### Extracted material ###
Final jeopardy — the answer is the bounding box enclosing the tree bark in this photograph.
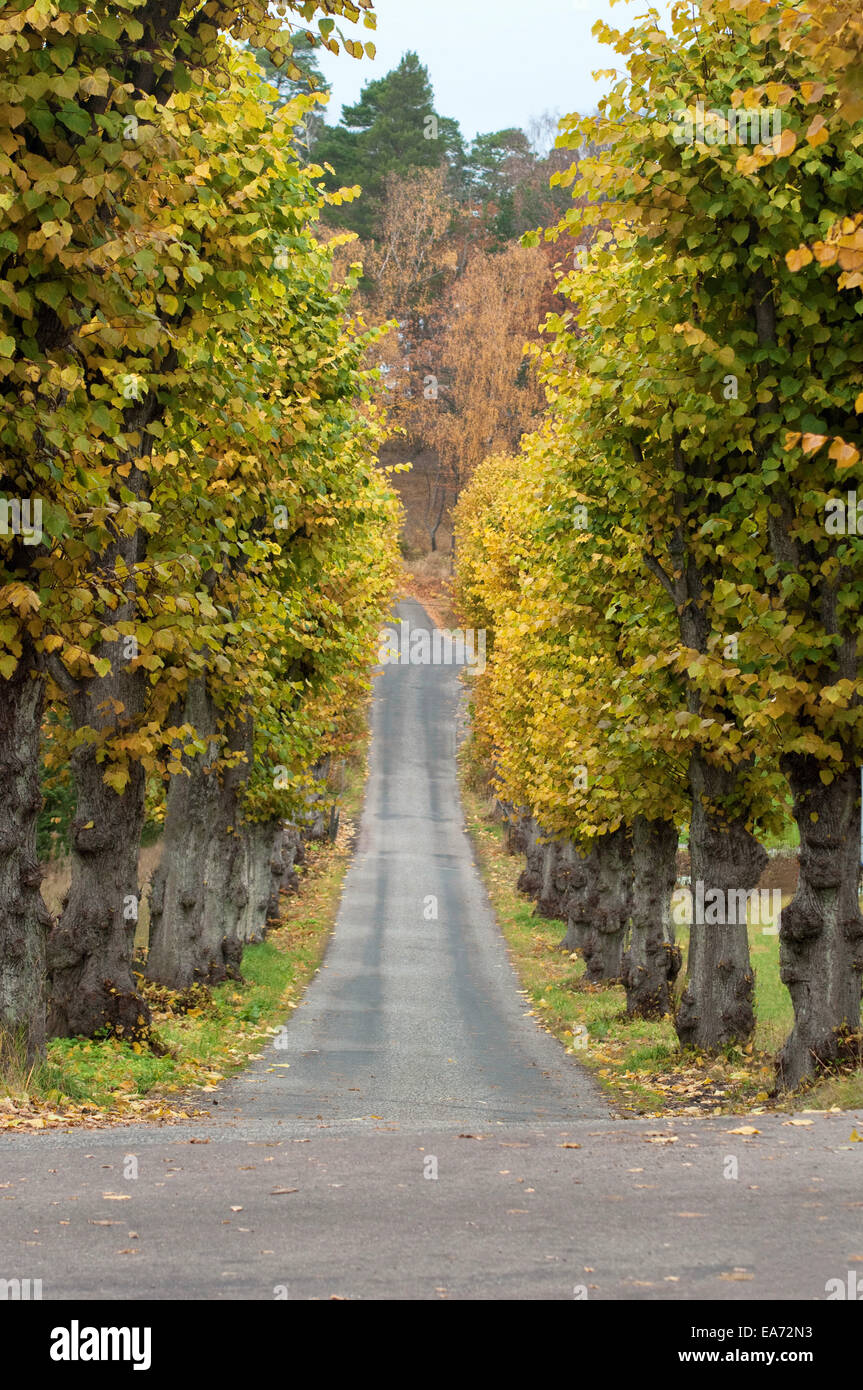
[234,821,282,945]
[561,841,600,953]
[578,826,632,984]
[146,684,250,989]
[675,754,765,1050]
[0,639,49,1067]
[503,811,529,856]
[266,822,303,922]
[516,818,546,901]
[536,839,567,920]
[47,717,148,1040]
[776,754,863,1088]
[622,815,681,1018]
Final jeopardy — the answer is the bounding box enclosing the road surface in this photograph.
[1,600,861,1300]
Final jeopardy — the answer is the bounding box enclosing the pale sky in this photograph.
[314,0,673,141]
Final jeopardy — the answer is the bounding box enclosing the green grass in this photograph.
[461,777,863,1116]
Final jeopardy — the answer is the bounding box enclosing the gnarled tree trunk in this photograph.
[561,841,600,953]
[0,639,48,1067]
[147,684,250,989]
[776,754,863,1088]
[234,821,282,945]
[622,815,680,1018]
[675,754,765,1050]
[578,826,632,984]
[266,823,303,922]
[502,808,529,856]
[47,666,149,1040]
[516,818,546,901]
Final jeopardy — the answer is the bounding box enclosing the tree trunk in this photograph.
[516,818,546,901]
[622,815,681,1018]
[578,826,632,984]
[535,839,565,920]
[675,754,765,1050]
[47,715,148,1040]
[266,823,303,922]
[0,640,49,1068]
[503,811,529,856]
[776,754,863,1088]
[561,841,600,953]
[234,821,281,945]
[146,684,250,989]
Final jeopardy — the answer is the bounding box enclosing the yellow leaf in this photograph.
[785,245,813,273]
[775,128,797,157]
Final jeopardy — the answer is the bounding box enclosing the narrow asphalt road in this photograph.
[1,600,861,1300]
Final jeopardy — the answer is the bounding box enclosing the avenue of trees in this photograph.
[455,0,863,1089]
[0,1,399,1069]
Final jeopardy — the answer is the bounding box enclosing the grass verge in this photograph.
[460,771,863,1117]
[0,756,367,1132]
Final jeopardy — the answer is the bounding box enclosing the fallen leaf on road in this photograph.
[189,1138,210,1144]
[720,1271,753,1281]
[782,1118,813,1127]
[230,1206,243,1212]
[676,1212,703,1218]
[270,1188,299,1195]
[457,1133,482,1140]
[850,1129,862,1142]
[559,1142,581,1149]
[727,1126,760,1136]
[644,1134,678,1144]
[102,1193,131,1201]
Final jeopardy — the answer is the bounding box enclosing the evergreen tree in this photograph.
[316,52,458,238]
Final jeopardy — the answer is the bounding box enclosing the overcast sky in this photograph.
[314,0,673,141]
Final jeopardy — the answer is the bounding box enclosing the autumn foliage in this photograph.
[0,2,398,1063]
[456,0,863,1086]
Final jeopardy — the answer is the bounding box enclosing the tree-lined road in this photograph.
[1,602,860,1299]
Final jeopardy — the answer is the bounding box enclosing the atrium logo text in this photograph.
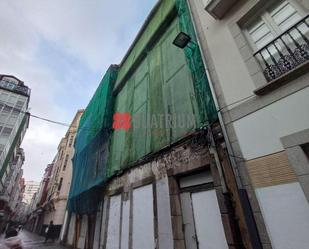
[113,112,196,131]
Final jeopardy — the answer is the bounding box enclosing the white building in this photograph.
[189,0,309,248]
[37,110,83,237]
[0,75,30,190]
[23,181,40,205]
[0,74,30,230]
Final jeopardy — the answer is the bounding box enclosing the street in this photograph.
[0,230,67,249]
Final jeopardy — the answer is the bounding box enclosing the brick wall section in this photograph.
[246,151,297,188]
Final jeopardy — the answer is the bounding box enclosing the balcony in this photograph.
[253,15,309,94]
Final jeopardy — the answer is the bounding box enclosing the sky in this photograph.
[0,0,157,182]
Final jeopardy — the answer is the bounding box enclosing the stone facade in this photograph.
[188,0,309,248]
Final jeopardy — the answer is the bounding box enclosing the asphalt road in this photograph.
[0,230,67,249]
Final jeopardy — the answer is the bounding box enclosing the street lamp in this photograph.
[172,32,195,50]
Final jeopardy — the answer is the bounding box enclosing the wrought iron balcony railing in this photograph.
[253,14,309,82]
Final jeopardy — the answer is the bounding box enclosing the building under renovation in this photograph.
[61,0,264,248]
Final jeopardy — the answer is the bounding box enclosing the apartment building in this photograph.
[10,176,26,223]
[37,110,84,237]
[188,0,309,248]
[8,149,25,211]
[26,163,53,234]
[23,181,40,205]
[0,74,30,231]
[0,75,30,189]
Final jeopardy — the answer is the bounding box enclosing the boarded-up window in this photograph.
[132,184,155,249]
[106,195,121,249]
[191,190,229,249]
[120,199,130,249]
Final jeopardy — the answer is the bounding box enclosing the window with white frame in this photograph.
[244,0,309,82]
[245,0,305,50]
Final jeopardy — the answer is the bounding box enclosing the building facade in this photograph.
[8,149,25,213]
[188,0,309,248]
[23,181,40,205]
[31,110,84,237]
[26,163,53,234]
[0,74,30,231]
[62,1,265,248]
[11,177,26,224]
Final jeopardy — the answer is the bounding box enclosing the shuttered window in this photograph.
[245,0,304,51]
[247,18,274,50]
[270,1,302,31]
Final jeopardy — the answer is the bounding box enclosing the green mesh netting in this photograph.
[68,0,217,215]
[107,0,217,175]
[68,65,118,214]
[108,17,201,175]
[176,0,217,124]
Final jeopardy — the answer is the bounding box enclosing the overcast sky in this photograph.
[0,0,157,182]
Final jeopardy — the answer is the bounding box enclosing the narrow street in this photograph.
[1,230,67,249]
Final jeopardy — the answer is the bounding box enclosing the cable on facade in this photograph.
###
* Aim of the exercise: Return the material above in exact form. Pictures stay out.

* Reply to the exercise:
Final jeopardy — the answer is the bounding box enclosing the tree bark in this photograph.
[234,821,282,945]
[561,841,600,953]
[578,826,632,984]
[146,684,250,989]
[675,754,765,1050]
[0,639,49,1067]
[503,811,529,856]
[266,822,303,922]
[516,818,546,901]
[536,839,567,920]
[47,717,148,1040]
[776,754,863,1088]
[622,815,681,1018]
Final jeopardy — the answer is the bounding box enclosing the road surface in this photograph.
[1,600,861,1300]
Final jeopardy — the answer is the bounding box enclosing the pale sky in this photograph.
[314,0,673,141]
Final jeopardy — the answer is the bounding box enclosing the green grass in this photograph.
[461,777,863,1116]
Final jeopardy — the answer is the bounding box enclosing the gnarled tree trunk in this photograph.
[561,841,600,953]
[0,639,48,1067]
[147,684,250,989]
[776,754,863,1088]
[234,821,282,945]
[622,815,680,1018]
[675,754,765,1050]
[578,826,632,984]
[266,823,303,922]
[502,808,529,856]
[47,666,149,1040]
[516,818,546,901]
Final jeopardy — the answer is the bounding box enclosing the tree trunk in this photograph.
[516,818,546,901]
[622,815,681,1018]
[578,826,632,984]
[535,839,565,920]
[675,754,765,1050]
[47,715,148,1040]
[266,823,303,922]
[0,640,49,1068]
[503,811,529,856]
[776,754,863,1088]
[561,841,600,953]
[234,821,281,945]
[146,684,250,989]
Final jeopardy — the answer is the bounding box enclosing the yellow leaf in this photograph.
[785,245,813,273]
[775,128,797,157]
Final jeopardy — the answer is the bounding box enclosing the narrow asphalt road in this photograph.
[1,600,861,1300]
Final jeopardy — the answer is the bounding box enclosing the avenue of trees in this photograph.
[455,0,863,1089]
[0,1,399,1069]
Final jeopardy — the answer is the bounding box enclosing the grass verge in this photograph.
[460,771,863,1117]
[0,756,367,1132]
Final jeopardy — the answer is the bounding box enclosing the fallen leaf on road in this photograph.
[189,1138,210,1144]
[720,1271,753,1281]
[782,1118,813,1127]
[230,1206,243,1212]
[676,1212,703,1218]
[270,1188,299,1195]
[457,1133,482,1140]
[850,1129,862,1142]
[559,1142,581,1149]
[727,1126,760,1136]
[644,1134,678,1144]
[102,1193,131,1201]
Final jeopardy — the answer is the bounding box enclosing the evergreen tree in this photograph.
[316,52,458,238]
Final jeopardy — the answer is the bounding box enclosing the overcast sky in this photograph.
[314,0,673,141]
Final jeopardy — the answer is the bounding box enclosing the autumn foliage in this photograph.
[0,2,398,1063]
[456,0,863,1086]
Final jeopardy — the answer is the bounding box enclosing the tree-lined road in this photograph.
[1,602,860,1299]
Final jeopardy — the answer is the bounding box enclosing the atrium logo text in this photograph.
[113,112,196,131]
Final jeopardy — the answer is the bounding box enclosing the white building in this photograph.
[189,0,309,248]
[37,110,83,237]
[0,75,30,190]
[23,181,40,205]
[0,74,30,230]
Final jeopardy — the answer is the bounding box enclosing the street in this photograph.
[0,230,67,249]
Final jeopardy — the answer is the bounding box enclosing the brick wall section in this photograph.
[246,151,297,188]
Final jeopardy — the answer is the bounding box enclosing the balcony in this photograph.
[253,15,309,94]
Final jeopardy — the answer is the bounding box enclosing the sky in this photograph.
[0,0,157,182]
Final jeopardy — the answer is the bounding box enclosing the stone facade in this photograph.
[188,0,309,248]
Final jeopardy — the answer is the bounding box enclosing the asphalt road in this photograph.
[0,230,67,249]
Final jeopardy — the answer is the bounding box enclosing the street lamp in this photograph.
[172,32,195,50]
Final jeopardy — the answer is the bounding box enclosing the wrought iron balcony railing in this photograph.
[253,14,309,82]
Final jeopardy — the answer is the bounding box enclosing the building under renovation in this photograph.
[61,0,264,248]
Final jeopardy — the answer is the bounding box enclosing the apartment building in this photograph.
[10,176,26,223]
[37,110,84,237]
[188,0,309,248]
[8,149,25,211]
[26,163,53,234]
[23,181,40,205]
[0,74,30,231]
[0,75,30,189]
Final jeopardy — the answer is the bounding box enclosing the boarded-up window in this photograph.
[132,184,155,249]
[106,195,121,249]
[191,190,229,249]
[120,199,130,249]
Final jeopardy — the answer is the bounding box enclosing the window with white frame in this photograph.
[244,0,309,82]
[245,0,305,50]
Final jeopardy — the answer is the bounding box enclosing the building facade in this photograph.
[8,149,25,213]
[188,0,309,248]
[23,181,40,205]
[31,110,84,237]
[26,163,53,234]
[0,74,30,231]
[62,1,265,248]
[11,177,26,224]
Final jeopardy — the answer is the bounding box enclosing the shuttered window in this photograph.
[245,0,304,51]
[247,18,274,50]
[270,1,302,31]
Final jeopardy — the answer is the bounding box enclosing the green mesh netting in this photograph.
[68,0,217,215]
[107,0,217,175]
[68,65,118,214]
[108,17,201,175]
[176,0,217,124]
Final jeopardy — the answer is the bounding box enclosing the overcast sky in this photograph.
[0,0,157,182]
Final jeopardy — the answer is the bounding box enclosing the narrow street in this photograph.
[1,230,67,249]
Final jeopardy — the answer is the bounding box enclosing the cable on facade in this photograph.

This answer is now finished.